Lines of data -
<<<<

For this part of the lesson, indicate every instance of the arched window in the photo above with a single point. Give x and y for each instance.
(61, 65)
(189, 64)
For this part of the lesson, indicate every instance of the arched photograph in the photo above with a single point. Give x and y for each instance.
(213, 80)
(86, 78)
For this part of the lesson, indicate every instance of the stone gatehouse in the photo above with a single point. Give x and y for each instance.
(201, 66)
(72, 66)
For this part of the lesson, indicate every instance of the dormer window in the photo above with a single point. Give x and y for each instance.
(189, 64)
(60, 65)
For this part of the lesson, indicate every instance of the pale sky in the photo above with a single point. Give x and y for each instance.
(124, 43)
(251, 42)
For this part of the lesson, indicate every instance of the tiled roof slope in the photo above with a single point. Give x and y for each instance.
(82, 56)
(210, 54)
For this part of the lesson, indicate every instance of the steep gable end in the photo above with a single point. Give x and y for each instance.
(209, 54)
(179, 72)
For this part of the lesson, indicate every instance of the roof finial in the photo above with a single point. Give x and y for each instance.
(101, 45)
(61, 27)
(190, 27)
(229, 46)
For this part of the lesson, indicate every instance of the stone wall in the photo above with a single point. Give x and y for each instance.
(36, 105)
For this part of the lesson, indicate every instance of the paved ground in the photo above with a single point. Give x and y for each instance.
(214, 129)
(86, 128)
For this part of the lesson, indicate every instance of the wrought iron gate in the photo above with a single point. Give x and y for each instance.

>>>>

Given request - Transcribe every one of the entries above word for word, leaving nothing out.

Answer for the task -
For this part of the lesson, indicate every instance of the arched window in the photo above with a single point. Give x and y for each instance.
(61, 65)
(189, 64)
For this part of the lesson, indicate every instance of the arched photograph in the photo above with a single point. Give x and y for each instance.
(213, 80)
(86, 78)
For this part of the lesson, indicate every instance of the stone gatehouse in the photo above with a single point. Give x and y for each instance.
(201, 66)
(72, 66)
For this part of the lesson, indicate every instance of the dormer window in the photo above with a single point. Give x and y for each instance.
(189, 64)
(60, 65)
For this part of the lesson, indicate every instance of the pale sky in the photo above with a single point. Give x and y for each instance.
(124, 43)
(251, 42)
For this part of the lesson, indicate every instance of the tiled roof slope in the photo above with a single point. Give x and y for each instance.
(82, 56)
(210, 54)
For this part of the lesson, indicate every instance of the steep gable end in the photo above with a single point. Give x and y for each instance.
(209, 54)
(179, 72)
For this part of the lesson, indicate every instance of the roof finial in the photo above with a single point. Give x and y for each instance.
(101, 45)
(61, 27)
(190, 27)
(229, 46)
For this part of the lesson, indicate every instance of the stone wall in the photo above with a single point. Give x and y for each instance.
(36, 105)
For this part of the lesson, indicate every instance of the paved ground in the photo above with a single point. Give x and y for each instance.
(214, 129)
(86, 128)
For this part of the lesson, indicate every instance of the wrought iron gate in the photo above with a single point. Give x and y for each instance.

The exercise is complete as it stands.